[Object detection data]
###
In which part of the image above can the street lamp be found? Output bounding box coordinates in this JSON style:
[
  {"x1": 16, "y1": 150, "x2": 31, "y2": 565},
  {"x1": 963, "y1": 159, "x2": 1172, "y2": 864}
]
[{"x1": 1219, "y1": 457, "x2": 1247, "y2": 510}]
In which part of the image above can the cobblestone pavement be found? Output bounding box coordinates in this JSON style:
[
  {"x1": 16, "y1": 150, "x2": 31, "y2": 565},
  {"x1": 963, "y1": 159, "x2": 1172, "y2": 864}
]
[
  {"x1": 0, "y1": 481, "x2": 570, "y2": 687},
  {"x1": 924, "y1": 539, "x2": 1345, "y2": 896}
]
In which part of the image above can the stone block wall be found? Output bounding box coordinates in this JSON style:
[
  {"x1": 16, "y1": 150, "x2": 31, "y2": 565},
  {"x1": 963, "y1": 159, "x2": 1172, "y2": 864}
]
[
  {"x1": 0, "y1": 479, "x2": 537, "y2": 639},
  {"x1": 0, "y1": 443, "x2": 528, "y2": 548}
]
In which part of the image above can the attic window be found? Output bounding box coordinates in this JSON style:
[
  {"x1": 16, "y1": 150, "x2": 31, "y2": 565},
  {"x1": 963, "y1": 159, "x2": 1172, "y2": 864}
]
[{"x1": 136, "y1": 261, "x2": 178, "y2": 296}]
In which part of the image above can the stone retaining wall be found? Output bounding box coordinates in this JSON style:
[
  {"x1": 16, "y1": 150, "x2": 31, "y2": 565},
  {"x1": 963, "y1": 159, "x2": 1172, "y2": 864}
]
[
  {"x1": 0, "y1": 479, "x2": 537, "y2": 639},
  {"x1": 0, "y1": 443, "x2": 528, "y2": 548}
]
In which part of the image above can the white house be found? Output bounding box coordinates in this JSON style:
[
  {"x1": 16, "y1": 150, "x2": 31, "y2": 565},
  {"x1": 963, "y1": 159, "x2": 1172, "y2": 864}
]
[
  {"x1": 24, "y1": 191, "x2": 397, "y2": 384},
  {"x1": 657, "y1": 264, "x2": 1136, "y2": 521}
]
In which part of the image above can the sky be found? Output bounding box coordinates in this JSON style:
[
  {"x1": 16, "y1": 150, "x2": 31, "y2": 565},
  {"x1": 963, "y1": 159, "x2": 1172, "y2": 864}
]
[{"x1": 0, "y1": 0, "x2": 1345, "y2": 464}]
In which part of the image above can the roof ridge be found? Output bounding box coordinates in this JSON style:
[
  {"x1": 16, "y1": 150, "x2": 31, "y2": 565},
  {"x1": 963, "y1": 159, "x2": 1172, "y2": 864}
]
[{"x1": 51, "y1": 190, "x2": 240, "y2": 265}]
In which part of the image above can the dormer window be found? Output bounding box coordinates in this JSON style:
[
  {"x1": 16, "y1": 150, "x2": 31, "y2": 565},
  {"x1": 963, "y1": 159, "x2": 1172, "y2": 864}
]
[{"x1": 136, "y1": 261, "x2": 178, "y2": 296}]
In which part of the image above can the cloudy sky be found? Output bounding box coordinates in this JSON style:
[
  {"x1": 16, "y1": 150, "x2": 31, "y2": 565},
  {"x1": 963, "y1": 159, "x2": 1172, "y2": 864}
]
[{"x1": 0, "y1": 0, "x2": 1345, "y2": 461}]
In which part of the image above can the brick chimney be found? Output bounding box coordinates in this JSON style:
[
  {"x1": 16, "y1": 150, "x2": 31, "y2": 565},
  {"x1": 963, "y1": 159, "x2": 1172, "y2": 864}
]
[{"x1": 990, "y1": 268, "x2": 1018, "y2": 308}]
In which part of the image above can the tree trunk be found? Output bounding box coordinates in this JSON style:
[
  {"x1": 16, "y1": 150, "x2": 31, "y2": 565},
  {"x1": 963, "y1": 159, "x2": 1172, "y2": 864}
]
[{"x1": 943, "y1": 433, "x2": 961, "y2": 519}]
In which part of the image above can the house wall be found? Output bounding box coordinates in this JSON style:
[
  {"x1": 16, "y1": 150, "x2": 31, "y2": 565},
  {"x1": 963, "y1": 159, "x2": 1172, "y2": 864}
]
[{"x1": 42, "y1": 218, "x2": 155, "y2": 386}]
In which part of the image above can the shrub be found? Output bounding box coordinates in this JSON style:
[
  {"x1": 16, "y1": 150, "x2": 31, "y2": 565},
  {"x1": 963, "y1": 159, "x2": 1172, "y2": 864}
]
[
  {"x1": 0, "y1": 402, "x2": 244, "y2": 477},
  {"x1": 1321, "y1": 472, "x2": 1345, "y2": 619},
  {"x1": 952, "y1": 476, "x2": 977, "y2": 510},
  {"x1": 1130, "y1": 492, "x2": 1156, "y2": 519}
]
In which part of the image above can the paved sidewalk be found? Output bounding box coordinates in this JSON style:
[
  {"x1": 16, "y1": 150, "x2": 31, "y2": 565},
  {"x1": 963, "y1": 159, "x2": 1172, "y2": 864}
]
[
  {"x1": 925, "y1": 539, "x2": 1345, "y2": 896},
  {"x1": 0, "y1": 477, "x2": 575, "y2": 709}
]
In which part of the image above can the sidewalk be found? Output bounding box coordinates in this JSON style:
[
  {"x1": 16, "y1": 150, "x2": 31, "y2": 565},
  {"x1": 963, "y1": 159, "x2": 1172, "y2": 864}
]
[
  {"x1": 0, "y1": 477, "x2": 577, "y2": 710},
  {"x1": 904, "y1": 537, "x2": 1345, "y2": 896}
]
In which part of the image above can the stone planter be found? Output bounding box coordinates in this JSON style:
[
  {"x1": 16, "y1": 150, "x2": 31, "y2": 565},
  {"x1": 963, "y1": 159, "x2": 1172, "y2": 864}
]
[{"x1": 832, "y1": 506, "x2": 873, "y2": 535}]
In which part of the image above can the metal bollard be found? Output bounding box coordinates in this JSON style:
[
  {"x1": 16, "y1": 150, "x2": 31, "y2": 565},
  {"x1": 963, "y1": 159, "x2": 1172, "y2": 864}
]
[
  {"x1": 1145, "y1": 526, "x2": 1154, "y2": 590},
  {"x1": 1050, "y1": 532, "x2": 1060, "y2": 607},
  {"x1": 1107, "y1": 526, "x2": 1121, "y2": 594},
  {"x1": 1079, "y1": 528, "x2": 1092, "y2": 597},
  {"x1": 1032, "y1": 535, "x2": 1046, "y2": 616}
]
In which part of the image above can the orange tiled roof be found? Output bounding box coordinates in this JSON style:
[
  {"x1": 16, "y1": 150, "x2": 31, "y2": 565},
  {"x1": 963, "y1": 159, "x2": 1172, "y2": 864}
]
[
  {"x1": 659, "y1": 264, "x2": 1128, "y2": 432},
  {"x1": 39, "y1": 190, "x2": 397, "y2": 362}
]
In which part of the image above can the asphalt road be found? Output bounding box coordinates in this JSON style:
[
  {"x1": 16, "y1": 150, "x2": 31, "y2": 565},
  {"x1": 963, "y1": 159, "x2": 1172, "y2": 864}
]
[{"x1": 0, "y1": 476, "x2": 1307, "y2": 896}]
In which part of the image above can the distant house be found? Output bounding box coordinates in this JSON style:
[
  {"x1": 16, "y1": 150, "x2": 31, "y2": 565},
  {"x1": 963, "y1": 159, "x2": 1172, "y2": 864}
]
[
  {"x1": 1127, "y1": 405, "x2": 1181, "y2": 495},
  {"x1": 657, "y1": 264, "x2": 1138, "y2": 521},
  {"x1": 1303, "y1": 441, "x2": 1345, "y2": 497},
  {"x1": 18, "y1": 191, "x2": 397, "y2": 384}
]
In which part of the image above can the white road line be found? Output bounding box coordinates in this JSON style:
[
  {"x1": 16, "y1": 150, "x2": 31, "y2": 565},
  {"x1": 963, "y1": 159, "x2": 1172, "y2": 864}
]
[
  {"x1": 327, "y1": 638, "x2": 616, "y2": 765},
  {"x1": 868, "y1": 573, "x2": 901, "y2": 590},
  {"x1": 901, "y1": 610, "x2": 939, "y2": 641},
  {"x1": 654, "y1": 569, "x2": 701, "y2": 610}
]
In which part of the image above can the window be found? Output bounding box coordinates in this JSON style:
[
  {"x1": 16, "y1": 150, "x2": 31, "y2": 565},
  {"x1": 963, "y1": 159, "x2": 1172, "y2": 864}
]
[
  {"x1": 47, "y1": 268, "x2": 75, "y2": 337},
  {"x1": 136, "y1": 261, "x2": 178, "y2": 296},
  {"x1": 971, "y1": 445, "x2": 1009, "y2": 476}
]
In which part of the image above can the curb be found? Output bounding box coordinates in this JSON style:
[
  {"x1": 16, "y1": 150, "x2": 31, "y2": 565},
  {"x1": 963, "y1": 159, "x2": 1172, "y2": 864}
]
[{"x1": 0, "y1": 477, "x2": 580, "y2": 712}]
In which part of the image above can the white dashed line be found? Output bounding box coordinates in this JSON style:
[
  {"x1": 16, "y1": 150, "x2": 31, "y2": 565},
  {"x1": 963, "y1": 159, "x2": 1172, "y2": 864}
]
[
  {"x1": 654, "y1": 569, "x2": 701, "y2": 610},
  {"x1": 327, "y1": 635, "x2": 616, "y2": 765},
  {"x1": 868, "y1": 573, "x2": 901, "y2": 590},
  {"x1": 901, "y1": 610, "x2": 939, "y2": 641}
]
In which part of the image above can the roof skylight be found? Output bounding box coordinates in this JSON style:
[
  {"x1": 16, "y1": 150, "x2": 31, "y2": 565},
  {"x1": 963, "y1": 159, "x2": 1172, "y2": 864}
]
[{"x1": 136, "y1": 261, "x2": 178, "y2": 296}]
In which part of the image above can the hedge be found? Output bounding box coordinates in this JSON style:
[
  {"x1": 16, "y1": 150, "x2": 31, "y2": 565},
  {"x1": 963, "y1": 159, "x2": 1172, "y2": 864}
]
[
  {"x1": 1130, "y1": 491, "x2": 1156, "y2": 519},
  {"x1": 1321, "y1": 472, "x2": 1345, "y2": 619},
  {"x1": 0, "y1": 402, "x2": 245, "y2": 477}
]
###
** What you are asked to do **
Pull out each line in the rows above that contains the string "house".

** Result of this task **
In which part of the image above can the white house be found? Output bounding box coordinates in this JSON style:
In which part of the image above can the house wall be found? Output bounding box coordinates in this JSON style:
In which part of the image above can the distant house be found? Output bounding box coordinates in this JSON style:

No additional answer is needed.